**Exercise objective**
Take the entries that follow and write each one out exactly.

**Data section**

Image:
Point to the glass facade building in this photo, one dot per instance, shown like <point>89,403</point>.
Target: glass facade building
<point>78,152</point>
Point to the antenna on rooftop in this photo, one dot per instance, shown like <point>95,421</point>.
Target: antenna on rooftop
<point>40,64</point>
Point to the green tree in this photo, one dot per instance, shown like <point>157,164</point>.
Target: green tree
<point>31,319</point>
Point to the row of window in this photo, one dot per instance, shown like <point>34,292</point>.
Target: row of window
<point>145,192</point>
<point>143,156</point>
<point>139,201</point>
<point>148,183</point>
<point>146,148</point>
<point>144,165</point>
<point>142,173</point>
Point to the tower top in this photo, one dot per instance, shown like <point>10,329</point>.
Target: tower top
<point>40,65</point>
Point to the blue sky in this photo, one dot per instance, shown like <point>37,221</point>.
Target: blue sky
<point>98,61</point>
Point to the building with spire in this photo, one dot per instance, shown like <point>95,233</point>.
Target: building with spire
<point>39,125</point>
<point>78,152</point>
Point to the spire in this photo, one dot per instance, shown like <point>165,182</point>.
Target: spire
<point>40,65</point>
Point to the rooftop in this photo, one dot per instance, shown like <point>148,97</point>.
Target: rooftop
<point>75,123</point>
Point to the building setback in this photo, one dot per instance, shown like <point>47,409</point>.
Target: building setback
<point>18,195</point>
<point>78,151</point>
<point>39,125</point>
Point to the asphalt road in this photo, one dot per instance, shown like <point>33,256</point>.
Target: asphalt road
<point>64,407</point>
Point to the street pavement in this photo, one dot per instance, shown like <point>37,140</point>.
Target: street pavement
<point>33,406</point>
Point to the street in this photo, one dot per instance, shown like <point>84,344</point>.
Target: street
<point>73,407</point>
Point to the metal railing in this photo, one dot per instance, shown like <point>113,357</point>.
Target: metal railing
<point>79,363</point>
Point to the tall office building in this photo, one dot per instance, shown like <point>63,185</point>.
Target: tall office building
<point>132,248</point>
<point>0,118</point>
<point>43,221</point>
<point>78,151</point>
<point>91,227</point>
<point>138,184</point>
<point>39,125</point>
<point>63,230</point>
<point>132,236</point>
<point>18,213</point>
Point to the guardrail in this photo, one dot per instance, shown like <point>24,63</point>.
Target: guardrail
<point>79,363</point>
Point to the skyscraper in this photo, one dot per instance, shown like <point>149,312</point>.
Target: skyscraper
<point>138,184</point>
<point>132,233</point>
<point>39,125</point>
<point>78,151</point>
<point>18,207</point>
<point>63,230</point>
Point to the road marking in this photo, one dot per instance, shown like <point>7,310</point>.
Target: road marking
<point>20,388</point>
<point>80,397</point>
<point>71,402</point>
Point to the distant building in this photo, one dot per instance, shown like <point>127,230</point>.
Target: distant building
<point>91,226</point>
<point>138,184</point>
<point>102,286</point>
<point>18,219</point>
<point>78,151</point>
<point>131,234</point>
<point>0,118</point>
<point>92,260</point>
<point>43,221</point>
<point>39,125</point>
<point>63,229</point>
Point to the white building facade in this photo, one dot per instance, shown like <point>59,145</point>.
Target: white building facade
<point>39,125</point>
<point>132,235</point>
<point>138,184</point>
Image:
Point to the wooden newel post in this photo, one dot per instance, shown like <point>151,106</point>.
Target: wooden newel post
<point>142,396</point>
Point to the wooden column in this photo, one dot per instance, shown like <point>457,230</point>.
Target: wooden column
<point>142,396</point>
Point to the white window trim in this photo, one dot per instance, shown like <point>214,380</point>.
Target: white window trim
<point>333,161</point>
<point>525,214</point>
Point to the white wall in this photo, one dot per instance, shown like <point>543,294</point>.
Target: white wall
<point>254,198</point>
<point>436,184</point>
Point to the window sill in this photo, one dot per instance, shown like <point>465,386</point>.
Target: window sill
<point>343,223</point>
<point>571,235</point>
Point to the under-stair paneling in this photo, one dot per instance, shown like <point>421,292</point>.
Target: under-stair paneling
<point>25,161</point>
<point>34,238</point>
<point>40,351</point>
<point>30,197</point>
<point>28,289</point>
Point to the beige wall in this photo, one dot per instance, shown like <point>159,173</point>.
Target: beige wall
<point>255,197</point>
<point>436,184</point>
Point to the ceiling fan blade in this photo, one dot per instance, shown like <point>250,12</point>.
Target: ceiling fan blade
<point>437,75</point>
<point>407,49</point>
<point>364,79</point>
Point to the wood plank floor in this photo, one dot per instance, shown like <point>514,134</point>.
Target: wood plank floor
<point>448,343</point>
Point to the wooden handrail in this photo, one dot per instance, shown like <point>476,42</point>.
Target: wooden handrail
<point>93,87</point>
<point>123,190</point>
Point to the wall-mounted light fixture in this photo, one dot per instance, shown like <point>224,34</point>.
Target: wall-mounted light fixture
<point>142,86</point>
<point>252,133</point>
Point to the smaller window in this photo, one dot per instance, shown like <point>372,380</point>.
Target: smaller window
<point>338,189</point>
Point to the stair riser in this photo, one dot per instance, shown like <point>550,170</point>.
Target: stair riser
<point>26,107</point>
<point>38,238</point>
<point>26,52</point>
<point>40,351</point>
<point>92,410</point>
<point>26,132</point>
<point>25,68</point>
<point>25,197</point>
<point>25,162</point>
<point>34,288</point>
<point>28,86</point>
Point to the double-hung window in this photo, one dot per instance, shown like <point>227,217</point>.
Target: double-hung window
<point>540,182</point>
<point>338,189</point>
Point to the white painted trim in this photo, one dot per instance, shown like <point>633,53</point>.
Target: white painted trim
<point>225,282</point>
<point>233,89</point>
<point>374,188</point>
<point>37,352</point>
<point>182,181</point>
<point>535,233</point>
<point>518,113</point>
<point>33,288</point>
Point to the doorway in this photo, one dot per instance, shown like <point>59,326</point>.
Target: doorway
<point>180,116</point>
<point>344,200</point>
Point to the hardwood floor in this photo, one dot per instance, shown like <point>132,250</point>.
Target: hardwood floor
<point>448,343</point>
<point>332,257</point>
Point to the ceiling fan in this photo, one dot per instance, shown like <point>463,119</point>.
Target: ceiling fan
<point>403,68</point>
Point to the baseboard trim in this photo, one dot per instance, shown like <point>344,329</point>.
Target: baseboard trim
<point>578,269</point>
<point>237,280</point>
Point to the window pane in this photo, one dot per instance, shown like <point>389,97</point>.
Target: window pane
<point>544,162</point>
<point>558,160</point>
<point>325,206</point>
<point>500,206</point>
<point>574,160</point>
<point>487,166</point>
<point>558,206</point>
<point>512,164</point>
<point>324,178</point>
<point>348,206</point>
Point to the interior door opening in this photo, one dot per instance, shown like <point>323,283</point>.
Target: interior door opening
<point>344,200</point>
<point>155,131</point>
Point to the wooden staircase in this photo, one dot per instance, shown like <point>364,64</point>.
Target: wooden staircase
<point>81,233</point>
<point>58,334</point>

**Solution**
Image:
Point to the glass facade building in this photo, one dot per instance, shown like <point>89,403</point>.
Target: glass facade building
<point>78,152</point>
Point to the antenna on rooftop in this photo, one dot per instance, shown like <point>95,421</point>.
Target: antenna on rooftop
<point>40,64</point>
Point to the green tree in this photo, one dot per instance, shown like <point>157,164</point>.
Target: green tree
<point>31,319</point>
Point to the row of window in this photo, one dot per instance, shown like <point>34,292</point>.
Target: row of window
<point>145,192</point>
<point>143,156</point>
<point>139,201</point>
<point>148,183</point>
<point>146,148</point>
<point>144,165</point>
<point>142,173</point>
Point to the tower top in this photo, one dot per instance, shown like <point>10,329</point>.
Target: tower top
<point>40,65</point>
Point to the blue sky in this photo, one dot per instance, shown like <point>37,221</point>.
Target: blue sky
<point>98,61</point>
Point to the building with spire in this photo, one dot per instance, shown like <point>95,233</point>.
Target: building with spire
<point>39,125</point>
<point>78,152</point>
Point to the spire in this photo, one dot per instance, shown like <point>165,182</point>.
Target: spire
<point>40,65</point>
Point to the rooftop in this photo, one dot per instance, shown like <point>148,97</point>.
Target: rooftop
<point>75,123</point>
Point to the building setback in this photo, one dot per instance, shown like <point>47,409</point>.
Target: building setback
<point>18,195</point>
<point>78,151</point>
<point>39,125</point>
Point to the asphalt road in this photo, one dot per instance, shown like <point>33,256</point>.
Target: asphalt road
<point>64,407</point>
Point to the street pavement in this photo, one dot per instance, shown like <point>37,140</point>.
Target: street pavement
<point>33,406</point>
Point to the street in this photo, one dot per instance, shown like <point>84,344</point>.
Target: street
<point>73,407</point>
Point to the metal railing in this photo, one dot per instance, shown like <point>113,357</point>.
Target: metal railing
<point>79,363</point>
Point to the tall office building in this photo, one dot per instance, shown like <point>63,185</point>.
Target: tall office building
<point>132,248</point>
<point>0,118</point>
<point>43,221</point>
<point>78,151</point>
<point>91,227</point>
<point>138,184</point>
<point>39,125</point>
<point>63,230</point>
<point>132,236</point>
<point>18,213</point>
Point to the guardrail in this photo, one dot per instance, shown like <point>24,63</point>.
Target: guardrail
<point>79,363</point>
Point to the skyscraper in this photo, one dot per instance, shown like <point>149,312</point>.
Target: skyscraper
<point>138,184</point>
<point>132,233</point>
<point>39,125</point>
<point>78,151</point>
<point>18,207</point>
<point>63,230</point>
Point to the road marking in this photo, one dot per instance, shown like <point>7,310</point>.
Target: road marking
<point>20,388</point>
<point>80,397</point>
<point>71,402</point>
Point to the distant building in this photo, one dot per instance, shown like <point>127,230</point>.
Target: distant building
<point>91,226</point>
<point>138,184</point>
<point>102,286</point>
<point>18,219</point>
<point>78,151</point>
<point>131,234</point>
<point>0,118</point>
<point>92,260</point>
<point>43,221</point>
<point>39,125</point>
<point>63,229</point>
Point to the white building facade in this photo, one dot per instance, shown like <point>59,145</point>.
Target: white building facade
<point>39,125</point>
<point>132,235</point>
<point>138,184</point>
Image:
Point to the wooden newel post in this photo, one dot per instance, shown like <point>151,106</point>.
Target: wooden newel post
<point>142,396</point>
Point to the wooden column in this photo, one dot per instance, shown like <point>457,230</point>.
Target: wooden column
<point>142,396</point>
Point to the white window trim in this photo, one dot per instance, shown like <point>214,380</point>.
Target: white window trim
<point>333,161</point>
<point>525,214</point>
Point to the white wall in this photo, one dot per instance, shown like <point>543,294</point>.
Target: white wall
<point>254,198</point>
<point>436,184</point>
Point to the window sill in this photo, one dot per instance, shown like <point>465,386</point>.
Target: window sill
<point>343,223</point>
<point>571,235</point>
Point to the under-stair paneling in this photo, one dot per instance, shown like <point>421,292</point>.
Target: under-stair paneling
<point>25,161</point>
<point>34,238</point>
<point>40,351</point>
<point>30,197</point>
<point>28,289</point>
Point to the beige wall in this photo, one dot per instance, shown like <point>159,173</point>.
Target: beige wall
<point>255,197</point>
<point>436,184</point>
Point to the ceiling fan blade in this photo, one dot per instance, shown like <point>250,12</point>.
Target: ceiling fan blade
<point>437,75</point>
<point>407,49</point>
<point>364,79</point>
Point to the wood plank floor in this photo, one dot per instance, shown like <point>514,134</point>.
Target: wood plank floor
<point>448,343</point>
Point to the wooden handrail in this photo, one dot per instance, shown like <point>476,42</point>.
Target: wooden handrail
<point>93,87</point>
<point>123,190</point>
Point to the wall-mounted light fixture in this photo, one dot per instance, shown like <point>224,34</point>.
Target: wall-mounted light fixture
<point>142,86</point>
<point>252,133</point>
Point to the smaller window in this photo, one dot per instance, shown like <point>372,380</point>.
Target: smaller window
<point>338,189</point>
Point to the stair riser in this photo, one dot per instance, shown like <point>550,170</point>.
Target: stair riser
<point>26,107</point>
<point>38,238</point>
<point>26,52</point>
<point>40,351</point>
<point>92,410</point>
<point>26,132</point>
<point>25,68</point>
<point>25,197</point>
<point>25,162</point>
<point>34,288</point>
<point>28,86</point>
Point to the double-hung window in this photo, one dot per instance, shown like <point>227,217</point>.
Target: double-hung window
<point>540,182</point>
<point>338,189</point>
Point to the white painted trim in this photo, one dot per instance, shown like <point>633,53</point>.
Target: white painted trim
<point>225,282</point>
<point>233,89</point>
<point>374,188</point>
<point>37,352</point>
<point>182,181</point>
<point>535,233</point>
<point>518,113</point>
<point>33,288</point>
Point to the doorway in this photo, one dot per instance, shown like <point>59,326</point>.
Target: doorway
<point>180,116</point>
<point>344,200</point>
Point to the hardwood floor in this photo, one dot per instance, shown like <point>132,250</point>.
Target: hardwood floor
<point>448,343</point>
<point>332,257</point>
Point to the ceiling fan in this photo, one dot per instance, shown like <point>463,119</point>.
Target: ceiling fan
<point>403,68</point>
Point to the baseboard trim in this photo, one dot per instance, shown like <point>344,329</point>.
Target: baseboard trim
<point>578,269</point>
<point>237,280</point>
Point to the window pane in this photo, one dot per instance, shown like <point>389,97</point>.
Target: window pane
<point>544,162</point>
<point>558,160</point>
<point>325,206</point>
<point>500,206</point>
<point>574,160</point>
<point>487,166</point>
<point>558,206</point>
<point>512,164</point>
<point>324,178</point>
<point>348,206</point>
Point to the interior door opening in this photo, one dot per instance, shown like <point>323,283</point>.
Target: interior door opening
<point>344,200</point>
<point>155,131</point>
Point to the wooden staircase in this photo, one dot per instance, shown like <point>364,64</point>.
Target: wooden staircase
<point>81,233</point>
<point>58,334</point>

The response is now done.